If you want to prevent the man in the middle attack, you should use HTTPS.

Using HTTPS guarantees that:

  • your sessions are not fake, because there is practically no way an attacker can steal someone's session ID and use it as their own
  • your cookies are not fake, for the same reason
  • your log in method is secure, because everything is sent and received encrypted, which would make it practically impossible for an attacker to either see, modify or intercept the data sent and received from the server

The main disadvantages of HTTPS are:

  • you will need to purchase a certificate
  • encryption will add some overhead, both in network traffic and in resource usage
  • data sent via HTTPS will not be cached


Very nicely illustrated question!

The thing to note about PHP's session support, is that it too relies on cookies. PHP automatically sets a cookie with a session-ID that PHP assigns. It then automatically reads that cookie and loads the session.

Now, cookies can be hijacked (see Firesheep for example) by "man in the middle attacks". The attacker simply copies another person's cookies (which are sent along with every request), and adds them to his own browser. And since sessions are identified via cookies, you can hijack a session in this way (the attacker will simply be use the site with the very same session as the user). Or you can hijack the "remember me" cookie for later use.

The only real safeguard against such hijackings is to have an encrypted connection, i.e. "https" connection. Then, the cookie data sent back and forth will be scrambled for every request, so someone else can't copy its actual content.

Otherwise, you've got the right idea for how to match a persistent-login cookie to a user (i.e. hash in the cookie must match that in the database). For the session checking, you don't need any hashing, as the session data itself never leaves the server. So there you can just set $_SESSION['logged_in_user_id'] to the UID - or to false/null, if they aren't logged in. That is, if the cookie checks out, or the username/password checks out, then set the user id in the session as a simple int.

As for the "manual" log in, where the user sends his/her username and password, you're again exposed to man in the middle attack. As before, it's simply a matter of intercepting the data being sent to the server. Unless you use an encrypted connection, the cookies and the username/password (and everything else) will all be cleartext and plainly readable to an attacker.

DATA SHOWN:

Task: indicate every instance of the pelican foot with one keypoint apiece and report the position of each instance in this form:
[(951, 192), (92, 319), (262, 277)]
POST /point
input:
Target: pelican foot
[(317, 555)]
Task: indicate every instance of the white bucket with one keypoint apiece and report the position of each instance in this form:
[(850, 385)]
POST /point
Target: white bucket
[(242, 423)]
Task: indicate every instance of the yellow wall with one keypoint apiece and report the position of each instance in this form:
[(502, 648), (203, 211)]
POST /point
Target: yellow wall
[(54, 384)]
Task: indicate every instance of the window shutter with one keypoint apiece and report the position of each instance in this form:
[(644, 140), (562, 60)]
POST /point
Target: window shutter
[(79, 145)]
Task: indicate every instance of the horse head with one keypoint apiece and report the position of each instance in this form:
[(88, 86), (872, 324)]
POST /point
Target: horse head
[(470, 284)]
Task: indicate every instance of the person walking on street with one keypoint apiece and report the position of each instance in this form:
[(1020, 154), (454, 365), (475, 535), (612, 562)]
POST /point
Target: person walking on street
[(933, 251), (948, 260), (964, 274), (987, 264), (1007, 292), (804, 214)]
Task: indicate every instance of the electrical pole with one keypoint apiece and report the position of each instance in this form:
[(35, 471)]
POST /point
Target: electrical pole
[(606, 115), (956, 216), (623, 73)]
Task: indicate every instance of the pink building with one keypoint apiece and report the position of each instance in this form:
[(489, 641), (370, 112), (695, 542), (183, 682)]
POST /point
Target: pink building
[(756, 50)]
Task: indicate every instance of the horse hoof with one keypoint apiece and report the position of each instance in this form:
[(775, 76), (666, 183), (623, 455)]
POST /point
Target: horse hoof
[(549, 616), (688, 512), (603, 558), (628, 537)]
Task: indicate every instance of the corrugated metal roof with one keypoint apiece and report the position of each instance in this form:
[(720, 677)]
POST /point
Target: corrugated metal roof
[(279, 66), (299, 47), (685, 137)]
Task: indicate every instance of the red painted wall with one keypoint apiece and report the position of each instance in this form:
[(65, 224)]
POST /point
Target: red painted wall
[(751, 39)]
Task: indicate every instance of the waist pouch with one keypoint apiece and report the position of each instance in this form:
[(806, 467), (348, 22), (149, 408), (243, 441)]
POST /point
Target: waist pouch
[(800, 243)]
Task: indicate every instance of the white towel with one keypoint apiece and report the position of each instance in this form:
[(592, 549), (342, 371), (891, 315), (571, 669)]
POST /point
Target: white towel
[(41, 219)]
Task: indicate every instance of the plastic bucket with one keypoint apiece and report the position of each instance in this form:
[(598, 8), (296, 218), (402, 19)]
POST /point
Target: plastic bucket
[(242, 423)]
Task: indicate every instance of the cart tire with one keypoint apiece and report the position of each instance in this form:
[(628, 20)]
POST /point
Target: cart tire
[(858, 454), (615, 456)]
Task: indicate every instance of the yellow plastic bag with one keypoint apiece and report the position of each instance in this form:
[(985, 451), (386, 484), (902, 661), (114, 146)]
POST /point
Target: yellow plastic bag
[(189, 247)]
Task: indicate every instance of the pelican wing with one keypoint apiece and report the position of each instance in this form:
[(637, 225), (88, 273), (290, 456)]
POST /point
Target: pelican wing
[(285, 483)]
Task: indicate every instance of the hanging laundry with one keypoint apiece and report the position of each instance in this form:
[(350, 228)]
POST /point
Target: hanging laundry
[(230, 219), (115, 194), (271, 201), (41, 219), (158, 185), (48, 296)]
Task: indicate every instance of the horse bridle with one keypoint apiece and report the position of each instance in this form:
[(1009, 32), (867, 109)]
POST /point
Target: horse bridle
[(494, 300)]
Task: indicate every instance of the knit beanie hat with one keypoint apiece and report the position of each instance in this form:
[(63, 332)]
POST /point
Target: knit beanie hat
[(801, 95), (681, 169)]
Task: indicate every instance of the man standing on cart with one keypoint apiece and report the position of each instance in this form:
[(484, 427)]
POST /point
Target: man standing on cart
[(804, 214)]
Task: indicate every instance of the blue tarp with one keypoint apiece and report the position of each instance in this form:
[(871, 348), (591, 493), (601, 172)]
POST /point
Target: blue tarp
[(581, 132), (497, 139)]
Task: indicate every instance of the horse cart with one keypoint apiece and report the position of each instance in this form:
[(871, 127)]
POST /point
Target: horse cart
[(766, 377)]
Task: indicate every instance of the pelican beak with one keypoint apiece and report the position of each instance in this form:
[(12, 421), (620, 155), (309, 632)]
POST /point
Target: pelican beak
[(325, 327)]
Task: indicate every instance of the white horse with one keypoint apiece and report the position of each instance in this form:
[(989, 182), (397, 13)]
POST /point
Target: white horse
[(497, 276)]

CHALLENGE:
Answer these from the passage on HTTPS and session hijacking.
(a) What three disadvantages of HTTPS does it list?
(b) What does PHP automatically set in order to support sessions?
(c) Why is no hashing needed for session checking?

CORRECT RESULT:
(a) You need to buy a certificate, encryption adds overhead in network traffic and resource usage, and data sent via HTTPS is not cached.
(b) A cookie holding a session ID that PHP assigns.
(c) Because the session data itself never leaves the server.